Goal A:
Transcribe the zoning opinion passage below, starting at the words "The appellants demurred" and stopping after "of the complaint.".

Page text:
┌────────

The appellants demurred to the complaint for want *77 of facts. The demurrer was overruled and this is assigned as an independent error. The memorandum accompanying the demurrer asserts that the allegations as to the unconstitutionality of the ordinance are insufficient, and that the complaint is also bad because it fails to show that any appeal was taken to the board of zoning appeals, or that certiorari was requested of the circuit court.

Following the ruling on the demurrer, the cause was put at issue by an answer in general denial; there was a jury trial, resulting in a general verdict for the appellees; and the court thereupon pronounced judgment on the verdict to the effect that said zoning ordinance is unconstitutional and void, insofar as it applies to the real estate described in the complaint. This appeal followed, and we shall first consider the sufficiency of the complaint.

└────────

Goal B:
Pull out each line of the listing below that contains the string "instance", and copy those lines.

Dataset:

┌────────

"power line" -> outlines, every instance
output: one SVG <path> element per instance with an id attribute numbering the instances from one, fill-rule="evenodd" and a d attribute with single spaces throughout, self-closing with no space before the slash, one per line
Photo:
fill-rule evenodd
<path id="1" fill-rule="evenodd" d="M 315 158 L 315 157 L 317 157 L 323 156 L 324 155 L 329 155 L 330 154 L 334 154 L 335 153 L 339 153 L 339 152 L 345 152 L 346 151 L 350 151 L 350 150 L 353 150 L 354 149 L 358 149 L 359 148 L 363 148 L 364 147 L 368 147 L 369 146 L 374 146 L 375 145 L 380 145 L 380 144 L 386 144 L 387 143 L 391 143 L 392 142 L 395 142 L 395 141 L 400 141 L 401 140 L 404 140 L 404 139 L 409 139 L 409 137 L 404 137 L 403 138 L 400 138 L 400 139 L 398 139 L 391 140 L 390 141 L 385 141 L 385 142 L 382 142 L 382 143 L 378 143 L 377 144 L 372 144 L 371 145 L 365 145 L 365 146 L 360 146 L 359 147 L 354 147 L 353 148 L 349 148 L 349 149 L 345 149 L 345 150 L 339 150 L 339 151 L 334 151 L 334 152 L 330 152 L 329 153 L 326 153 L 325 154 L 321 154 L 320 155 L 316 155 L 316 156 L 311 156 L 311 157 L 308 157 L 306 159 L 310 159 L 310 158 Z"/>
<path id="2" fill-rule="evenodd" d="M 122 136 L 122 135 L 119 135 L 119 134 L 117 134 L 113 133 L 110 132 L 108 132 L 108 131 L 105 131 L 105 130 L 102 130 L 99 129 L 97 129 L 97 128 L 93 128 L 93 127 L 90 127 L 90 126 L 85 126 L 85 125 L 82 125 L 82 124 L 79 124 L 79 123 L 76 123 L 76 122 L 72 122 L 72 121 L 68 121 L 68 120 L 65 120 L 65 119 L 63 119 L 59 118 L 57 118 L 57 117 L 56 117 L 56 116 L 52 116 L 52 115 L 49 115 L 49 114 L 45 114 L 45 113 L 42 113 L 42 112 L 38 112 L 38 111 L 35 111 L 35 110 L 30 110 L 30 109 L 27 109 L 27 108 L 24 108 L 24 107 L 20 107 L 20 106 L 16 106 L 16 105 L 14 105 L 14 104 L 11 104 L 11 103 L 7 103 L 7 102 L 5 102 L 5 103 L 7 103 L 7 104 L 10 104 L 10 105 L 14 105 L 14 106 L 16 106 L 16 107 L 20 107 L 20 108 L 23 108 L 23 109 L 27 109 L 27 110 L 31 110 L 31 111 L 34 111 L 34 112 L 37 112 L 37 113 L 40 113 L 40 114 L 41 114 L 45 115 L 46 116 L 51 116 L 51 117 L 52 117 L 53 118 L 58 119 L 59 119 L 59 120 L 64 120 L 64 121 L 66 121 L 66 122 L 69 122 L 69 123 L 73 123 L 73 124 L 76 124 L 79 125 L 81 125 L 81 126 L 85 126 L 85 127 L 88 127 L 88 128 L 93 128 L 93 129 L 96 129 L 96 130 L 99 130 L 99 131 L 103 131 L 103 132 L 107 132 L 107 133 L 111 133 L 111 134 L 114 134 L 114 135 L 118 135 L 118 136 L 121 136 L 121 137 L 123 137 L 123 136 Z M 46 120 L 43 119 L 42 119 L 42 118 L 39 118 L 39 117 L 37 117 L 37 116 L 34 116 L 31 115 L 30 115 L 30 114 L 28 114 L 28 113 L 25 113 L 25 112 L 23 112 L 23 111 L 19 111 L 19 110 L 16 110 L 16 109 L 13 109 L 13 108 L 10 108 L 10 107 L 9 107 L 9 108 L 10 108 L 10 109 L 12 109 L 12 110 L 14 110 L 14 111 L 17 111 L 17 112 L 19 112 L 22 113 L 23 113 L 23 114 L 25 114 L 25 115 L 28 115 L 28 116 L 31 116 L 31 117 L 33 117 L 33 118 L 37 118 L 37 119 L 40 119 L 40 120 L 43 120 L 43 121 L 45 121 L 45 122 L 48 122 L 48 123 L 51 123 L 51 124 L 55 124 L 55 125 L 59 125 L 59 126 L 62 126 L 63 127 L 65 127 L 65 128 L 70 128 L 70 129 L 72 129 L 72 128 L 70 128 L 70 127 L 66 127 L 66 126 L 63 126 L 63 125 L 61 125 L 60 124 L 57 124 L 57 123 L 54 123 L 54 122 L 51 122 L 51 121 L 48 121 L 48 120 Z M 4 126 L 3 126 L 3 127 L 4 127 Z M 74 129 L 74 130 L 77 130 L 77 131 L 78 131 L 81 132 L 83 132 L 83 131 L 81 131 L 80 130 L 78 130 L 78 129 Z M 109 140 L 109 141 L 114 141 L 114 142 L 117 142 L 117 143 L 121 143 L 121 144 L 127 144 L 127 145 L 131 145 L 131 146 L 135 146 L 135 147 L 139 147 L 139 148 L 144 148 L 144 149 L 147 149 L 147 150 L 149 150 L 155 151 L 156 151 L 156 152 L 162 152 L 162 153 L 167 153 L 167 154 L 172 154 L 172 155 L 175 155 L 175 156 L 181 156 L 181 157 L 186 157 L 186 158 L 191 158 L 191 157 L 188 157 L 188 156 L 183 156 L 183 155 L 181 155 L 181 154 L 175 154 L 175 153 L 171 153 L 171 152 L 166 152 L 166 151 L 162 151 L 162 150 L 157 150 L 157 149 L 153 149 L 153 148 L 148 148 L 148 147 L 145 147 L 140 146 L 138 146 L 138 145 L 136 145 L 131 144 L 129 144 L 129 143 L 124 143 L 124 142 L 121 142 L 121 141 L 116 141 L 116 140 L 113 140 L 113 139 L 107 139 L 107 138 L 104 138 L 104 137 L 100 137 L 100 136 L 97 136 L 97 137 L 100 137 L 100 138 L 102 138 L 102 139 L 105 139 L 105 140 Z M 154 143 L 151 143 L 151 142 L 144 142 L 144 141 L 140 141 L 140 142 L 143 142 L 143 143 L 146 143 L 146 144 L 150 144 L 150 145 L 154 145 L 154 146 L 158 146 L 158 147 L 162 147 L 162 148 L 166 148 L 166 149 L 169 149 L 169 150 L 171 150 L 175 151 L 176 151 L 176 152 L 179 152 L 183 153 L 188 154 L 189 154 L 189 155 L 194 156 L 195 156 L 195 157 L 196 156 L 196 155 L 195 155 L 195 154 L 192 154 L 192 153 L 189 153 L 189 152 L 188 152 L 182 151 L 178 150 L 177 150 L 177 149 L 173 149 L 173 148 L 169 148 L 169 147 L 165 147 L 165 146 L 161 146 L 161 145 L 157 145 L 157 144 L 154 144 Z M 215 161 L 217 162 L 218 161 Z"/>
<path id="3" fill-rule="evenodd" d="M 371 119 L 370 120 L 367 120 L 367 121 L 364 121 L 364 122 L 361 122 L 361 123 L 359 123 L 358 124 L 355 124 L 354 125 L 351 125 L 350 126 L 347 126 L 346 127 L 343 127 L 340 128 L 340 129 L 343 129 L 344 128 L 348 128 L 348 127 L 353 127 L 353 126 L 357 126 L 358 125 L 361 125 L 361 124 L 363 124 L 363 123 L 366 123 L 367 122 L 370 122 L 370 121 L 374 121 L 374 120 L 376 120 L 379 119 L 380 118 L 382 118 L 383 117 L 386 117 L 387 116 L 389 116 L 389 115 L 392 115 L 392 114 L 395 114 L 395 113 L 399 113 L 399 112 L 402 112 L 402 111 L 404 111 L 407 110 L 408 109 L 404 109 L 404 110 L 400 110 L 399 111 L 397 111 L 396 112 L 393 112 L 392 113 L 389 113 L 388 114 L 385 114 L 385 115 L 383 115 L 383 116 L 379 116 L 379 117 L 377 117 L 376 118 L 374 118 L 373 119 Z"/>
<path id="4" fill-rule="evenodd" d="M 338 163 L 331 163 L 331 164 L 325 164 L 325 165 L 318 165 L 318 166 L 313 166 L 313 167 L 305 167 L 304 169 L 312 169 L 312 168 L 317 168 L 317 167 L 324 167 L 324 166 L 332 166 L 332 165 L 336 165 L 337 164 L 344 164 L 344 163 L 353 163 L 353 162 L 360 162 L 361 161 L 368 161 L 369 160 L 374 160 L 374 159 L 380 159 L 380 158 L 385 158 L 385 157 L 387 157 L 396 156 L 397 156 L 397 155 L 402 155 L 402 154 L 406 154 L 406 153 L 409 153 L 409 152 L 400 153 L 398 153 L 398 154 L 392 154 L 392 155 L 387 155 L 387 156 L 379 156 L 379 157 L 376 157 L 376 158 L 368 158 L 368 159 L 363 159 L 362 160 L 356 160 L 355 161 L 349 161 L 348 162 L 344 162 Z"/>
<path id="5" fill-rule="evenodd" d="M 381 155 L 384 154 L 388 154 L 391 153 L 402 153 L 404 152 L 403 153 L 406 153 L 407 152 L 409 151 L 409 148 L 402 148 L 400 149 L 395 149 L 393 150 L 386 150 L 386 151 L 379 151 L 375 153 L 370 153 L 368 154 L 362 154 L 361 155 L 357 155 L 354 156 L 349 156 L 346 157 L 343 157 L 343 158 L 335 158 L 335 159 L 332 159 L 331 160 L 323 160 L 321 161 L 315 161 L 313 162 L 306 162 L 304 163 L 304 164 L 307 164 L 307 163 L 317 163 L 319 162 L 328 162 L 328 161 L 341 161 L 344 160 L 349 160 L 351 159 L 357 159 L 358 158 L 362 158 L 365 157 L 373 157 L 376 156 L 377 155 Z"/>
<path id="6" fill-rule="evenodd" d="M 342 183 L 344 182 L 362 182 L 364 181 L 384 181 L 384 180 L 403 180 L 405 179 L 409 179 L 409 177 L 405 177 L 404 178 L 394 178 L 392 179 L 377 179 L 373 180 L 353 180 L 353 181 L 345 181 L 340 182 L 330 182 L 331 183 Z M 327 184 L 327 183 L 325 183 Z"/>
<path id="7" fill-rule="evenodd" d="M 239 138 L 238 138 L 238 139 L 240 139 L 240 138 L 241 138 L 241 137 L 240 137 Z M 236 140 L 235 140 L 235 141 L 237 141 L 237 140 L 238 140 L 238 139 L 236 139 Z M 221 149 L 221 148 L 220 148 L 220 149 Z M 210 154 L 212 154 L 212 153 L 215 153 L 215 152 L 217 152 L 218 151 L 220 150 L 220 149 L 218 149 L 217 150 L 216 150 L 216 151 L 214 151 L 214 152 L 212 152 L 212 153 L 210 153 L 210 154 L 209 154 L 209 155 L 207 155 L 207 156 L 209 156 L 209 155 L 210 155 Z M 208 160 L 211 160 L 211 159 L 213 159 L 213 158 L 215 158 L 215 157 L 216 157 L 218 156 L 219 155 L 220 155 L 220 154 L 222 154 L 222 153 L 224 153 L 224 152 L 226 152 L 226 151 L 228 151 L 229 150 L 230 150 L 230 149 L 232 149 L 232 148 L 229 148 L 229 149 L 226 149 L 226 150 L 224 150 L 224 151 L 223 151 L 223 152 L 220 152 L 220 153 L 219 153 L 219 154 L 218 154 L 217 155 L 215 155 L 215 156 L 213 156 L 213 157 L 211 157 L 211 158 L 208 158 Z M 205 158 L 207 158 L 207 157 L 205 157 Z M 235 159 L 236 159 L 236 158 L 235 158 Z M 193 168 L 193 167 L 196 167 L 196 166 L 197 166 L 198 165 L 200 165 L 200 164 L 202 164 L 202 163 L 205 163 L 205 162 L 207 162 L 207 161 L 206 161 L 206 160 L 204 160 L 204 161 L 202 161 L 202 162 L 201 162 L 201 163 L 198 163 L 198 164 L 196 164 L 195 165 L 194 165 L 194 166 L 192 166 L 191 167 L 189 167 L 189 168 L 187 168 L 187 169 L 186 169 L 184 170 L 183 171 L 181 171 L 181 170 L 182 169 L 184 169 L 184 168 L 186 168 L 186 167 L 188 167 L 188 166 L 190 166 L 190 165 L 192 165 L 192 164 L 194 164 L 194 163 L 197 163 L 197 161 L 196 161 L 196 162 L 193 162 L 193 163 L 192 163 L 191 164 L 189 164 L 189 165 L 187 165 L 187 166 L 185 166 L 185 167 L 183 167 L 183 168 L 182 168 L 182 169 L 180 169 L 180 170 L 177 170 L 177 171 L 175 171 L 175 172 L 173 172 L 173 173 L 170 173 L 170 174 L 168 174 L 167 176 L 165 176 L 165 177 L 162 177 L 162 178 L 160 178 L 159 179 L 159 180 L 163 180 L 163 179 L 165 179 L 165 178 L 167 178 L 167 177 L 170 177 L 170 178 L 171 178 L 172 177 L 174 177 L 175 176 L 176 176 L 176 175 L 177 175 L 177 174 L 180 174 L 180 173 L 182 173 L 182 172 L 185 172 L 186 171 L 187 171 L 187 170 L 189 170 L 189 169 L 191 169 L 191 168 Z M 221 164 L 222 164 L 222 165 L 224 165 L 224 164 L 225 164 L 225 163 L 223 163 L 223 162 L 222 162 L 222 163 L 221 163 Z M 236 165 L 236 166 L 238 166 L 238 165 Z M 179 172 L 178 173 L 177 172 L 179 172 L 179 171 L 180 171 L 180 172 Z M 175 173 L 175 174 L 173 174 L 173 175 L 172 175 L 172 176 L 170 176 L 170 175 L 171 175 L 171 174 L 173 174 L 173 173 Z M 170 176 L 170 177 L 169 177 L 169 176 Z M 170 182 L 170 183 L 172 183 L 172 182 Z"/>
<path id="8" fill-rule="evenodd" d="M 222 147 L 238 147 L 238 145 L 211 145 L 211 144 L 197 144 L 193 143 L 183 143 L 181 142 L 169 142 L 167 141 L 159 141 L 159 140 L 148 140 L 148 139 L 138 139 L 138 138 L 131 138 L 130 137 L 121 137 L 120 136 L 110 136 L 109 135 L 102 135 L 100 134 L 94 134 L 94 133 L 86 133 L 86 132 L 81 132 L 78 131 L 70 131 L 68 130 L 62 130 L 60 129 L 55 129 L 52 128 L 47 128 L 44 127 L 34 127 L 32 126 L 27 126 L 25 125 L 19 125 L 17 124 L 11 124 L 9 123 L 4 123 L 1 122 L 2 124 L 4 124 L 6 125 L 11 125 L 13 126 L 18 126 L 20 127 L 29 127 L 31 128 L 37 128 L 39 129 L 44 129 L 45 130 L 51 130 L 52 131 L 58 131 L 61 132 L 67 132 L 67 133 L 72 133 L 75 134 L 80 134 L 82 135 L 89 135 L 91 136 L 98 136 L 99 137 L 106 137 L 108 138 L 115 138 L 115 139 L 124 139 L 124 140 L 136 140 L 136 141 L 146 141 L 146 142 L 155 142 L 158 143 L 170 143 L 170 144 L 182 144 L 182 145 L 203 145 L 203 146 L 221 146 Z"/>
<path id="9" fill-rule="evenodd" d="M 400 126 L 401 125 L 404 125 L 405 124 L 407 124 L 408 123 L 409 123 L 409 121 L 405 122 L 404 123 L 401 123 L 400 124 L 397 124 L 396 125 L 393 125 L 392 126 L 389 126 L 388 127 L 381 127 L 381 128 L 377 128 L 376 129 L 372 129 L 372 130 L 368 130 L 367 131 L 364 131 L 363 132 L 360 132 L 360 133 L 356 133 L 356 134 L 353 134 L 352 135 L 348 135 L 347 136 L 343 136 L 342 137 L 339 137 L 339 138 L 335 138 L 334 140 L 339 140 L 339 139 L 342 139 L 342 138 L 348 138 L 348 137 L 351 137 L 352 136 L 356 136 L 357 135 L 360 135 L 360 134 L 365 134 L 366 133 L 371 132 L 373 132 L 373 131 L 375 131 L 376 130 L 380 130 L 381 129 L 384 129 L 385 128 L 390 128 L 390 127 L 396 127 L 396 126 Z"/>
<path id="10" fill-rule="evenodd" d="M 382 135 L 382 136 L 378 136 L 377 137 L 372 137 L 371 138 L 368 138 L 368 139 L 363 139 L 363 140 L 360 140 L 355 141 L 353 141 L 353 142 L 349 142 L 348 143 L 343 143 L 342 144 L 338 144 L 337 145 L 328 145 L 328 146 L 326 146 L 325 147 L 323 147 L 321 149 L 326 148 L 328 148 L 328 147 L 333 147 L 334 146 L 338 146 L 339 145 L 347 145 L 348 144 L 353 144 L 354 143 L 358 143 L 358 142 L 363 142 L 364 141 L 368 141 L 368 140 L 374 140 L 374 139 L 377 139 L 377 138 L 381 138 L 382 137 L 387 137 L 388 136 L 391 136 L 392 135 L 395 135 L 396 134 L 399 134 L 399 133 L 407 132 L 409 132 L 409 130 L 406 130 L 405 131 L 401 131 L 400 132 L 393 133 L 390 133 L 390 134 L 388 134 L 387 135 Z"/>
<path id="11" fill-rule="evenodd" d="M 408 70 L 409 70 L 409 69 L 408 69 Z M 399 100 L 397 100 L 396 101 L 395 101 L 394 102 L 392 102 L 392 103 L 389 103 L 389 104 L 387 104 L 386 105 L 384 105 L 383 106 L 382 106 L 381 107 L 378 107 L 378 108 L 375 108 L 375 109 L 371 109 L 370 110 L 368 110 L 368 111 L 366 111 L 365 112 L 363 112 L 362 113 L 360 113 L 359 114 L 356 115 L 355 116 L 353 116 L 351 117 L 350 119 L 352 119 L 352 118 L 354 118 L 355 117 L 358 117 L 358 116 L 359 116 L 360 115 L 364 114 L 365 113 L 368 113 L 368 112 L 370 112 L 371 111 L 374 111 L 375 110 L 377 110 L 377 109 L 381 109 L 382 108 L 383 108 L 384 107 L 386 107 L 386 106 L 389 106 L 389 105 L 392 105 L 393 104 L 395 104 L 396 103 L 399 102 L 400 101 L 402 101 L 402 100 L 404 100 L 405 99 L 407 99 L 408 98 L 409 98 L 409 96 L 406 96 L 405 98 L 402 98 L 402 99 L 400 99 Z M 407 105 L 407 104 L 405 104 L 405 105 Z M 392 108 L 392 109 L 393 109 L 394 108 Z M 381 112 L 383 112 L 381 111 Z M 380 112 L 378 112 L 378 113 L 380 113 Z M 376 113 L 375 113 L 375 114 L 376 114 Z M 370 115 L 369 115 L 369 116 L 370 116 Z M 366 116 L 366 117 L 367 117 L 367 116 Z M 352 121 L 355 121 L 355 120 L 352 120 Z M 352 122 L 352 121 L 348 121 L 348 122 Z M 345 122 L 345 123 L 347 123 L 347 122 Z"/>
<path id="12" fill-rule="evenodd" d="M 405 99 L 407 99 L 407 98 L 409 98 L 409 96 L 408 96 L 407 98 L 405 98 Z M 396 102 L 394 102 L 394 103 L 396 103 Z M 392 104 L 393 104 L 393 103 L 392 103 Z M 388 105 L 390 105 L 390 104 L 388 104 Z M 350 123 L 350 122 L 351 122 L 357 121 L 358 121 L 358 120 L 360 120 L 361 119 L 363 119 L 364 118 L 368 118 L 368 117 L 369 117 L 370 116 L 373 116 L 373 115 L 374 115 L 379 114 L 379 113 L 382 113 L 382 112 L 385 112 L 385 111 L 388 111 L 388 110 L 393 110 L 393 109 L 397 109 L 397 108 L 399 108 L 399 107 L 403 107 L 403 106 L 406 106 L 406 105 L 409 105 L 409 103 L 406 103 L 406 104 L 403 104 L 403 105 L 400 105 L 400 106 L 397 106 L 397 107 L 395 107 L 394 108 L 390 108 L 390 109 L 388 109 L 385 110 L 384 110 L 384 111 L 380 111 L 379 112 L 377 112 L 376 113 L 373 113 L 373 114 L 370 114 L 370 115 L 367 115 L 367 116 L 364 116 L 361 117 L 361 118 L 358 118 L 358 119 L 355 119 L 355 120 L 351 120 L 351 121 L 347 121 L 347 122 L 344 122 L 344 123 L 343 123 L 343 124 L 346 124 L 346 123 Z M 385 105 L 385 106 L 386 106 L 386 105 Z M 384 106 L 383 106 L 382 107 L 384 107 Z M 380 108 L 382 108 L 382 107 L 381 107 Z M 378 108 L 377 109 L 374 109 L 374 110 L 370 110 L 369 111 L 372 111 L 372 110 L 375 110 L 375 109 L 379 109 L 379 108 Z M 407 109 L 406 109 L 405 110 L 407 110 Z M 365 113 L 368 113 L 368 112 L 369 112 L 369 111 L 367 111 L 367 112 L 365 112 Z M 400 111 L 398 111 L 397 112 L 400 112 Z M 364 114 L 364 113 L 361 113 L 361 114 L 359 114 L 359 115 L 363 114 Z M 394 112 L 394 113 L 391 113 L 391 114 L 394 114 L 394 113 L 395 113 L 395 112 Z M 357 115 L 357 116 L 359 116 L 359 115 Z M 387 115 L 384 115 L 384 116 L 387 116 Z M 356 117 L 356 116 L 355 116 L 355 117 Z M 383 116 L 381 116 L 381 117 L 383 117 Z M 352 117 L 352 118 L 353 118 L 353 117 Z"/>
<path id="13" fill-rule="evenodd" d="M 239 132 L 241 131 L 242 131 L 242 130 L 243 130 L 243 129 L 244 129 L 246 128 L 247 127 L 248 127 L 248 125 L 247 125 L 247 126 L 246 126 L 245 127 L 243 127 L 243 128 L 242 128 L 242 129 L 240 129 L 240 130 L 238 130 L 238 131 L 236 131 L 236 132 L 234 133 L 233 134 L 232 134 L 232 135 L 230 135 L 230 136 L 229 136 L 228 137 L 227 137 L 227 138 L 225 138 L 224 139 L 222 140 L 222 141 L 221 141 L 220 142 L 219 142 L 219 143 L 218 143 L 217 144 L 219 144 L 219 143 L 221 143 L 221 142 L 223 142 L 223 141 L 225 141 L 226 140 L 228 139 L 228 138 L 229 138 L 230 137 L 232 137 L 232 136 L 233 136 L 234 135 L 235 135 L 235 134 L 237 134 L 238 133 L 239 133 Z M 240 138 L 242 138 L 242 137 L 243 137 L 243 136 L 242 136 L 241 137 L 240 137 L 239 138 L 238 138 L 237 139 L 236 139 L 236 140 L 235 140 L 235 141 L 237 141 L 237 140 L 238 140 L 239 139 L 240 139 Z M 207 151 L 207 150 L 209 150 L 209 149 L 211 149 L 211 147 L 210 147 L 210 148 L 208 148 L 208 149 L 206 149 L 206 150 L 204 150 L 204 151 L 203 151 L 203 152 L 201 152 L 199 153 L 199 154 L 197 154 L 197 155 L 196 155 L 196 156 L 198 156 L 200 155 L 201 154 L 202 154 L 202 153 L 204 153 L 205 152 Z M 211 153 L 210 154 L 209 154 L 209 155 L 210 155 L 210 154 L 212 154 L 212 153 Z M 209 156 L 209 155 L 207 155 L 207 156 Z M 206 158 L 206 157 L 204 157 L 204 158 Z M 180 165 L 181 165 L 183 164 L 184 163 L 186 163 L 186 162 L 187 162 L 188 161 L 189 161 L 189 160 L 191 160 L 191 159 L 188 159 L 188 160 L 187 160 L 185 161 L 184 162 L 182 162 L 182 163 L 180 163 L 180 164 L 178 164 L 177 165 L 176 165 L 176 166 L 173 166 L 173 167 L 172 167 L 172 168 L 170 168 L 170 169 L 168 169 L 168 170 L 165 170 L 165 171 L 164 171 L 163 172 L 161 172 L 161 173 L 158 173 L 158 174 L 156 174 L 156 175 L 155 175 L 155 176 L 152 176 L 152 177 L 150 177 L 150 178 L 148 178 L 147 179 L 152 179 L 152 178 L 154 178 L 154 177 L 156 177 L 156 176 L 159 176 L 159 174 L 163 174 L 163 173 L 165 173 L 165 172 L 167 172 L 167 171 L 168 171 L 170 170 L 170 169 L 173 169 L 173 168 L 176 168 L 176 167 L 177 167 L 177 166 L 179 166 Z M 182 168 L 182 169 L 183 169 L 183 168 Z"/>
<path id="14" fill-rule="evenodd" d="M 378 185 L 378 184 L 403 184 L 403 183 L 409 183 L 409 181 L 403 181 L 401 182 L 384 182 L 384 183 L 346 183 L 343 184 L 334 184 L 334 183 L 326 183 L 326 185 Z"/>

└────────
┌────────

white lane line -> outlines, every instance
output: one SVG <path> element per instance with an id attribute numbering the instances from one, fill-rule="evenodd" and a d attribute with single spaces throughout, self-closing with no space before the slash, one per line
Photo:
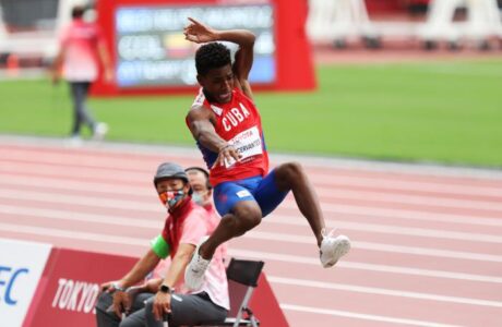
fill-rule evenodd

└────────

Reply A:
The appellants demurred to the complaint for want *77 of facts. The demurrer was overruled and this is assigned as an independent error. The memorandum accompanying the demurrer asserts that the allegations as to the unconstitutionality of the ordinance are insufficient, and that the complaint is also bad because it fails to show that any appeal was taken to the board of zoning appeals, or that certiorari was requested of the circuit court.

Following the ruling on the demurrer, the cause was put at issue by an answer in general denial; there was a jury trial, resulting in a general verdict for the appellees; and the court thereupon pronounced judgment on the verdict to the effect that said zoning ordinance is unconstitutional and void, insofar as it applies to the real estate described in the complaint. This appeal followed, and we shall first consider the sufficiency of the complaint.

Reply B:
"power line" -> outlines, every instance
output: one SVG <path> element per instance with an id attribute numbering the instances from one, fill-rule="evenodd" and a d attribute with single spaces throughout, self-closing with no space before the slash, one per line
white lane line -> outlines, every instance
output: one SVG <path> element per instance with an id attribute numbering the instances from one, fill-rule="evenodd" and a d attribute with single spaces throughout, self-closing with no space before the slash, one per line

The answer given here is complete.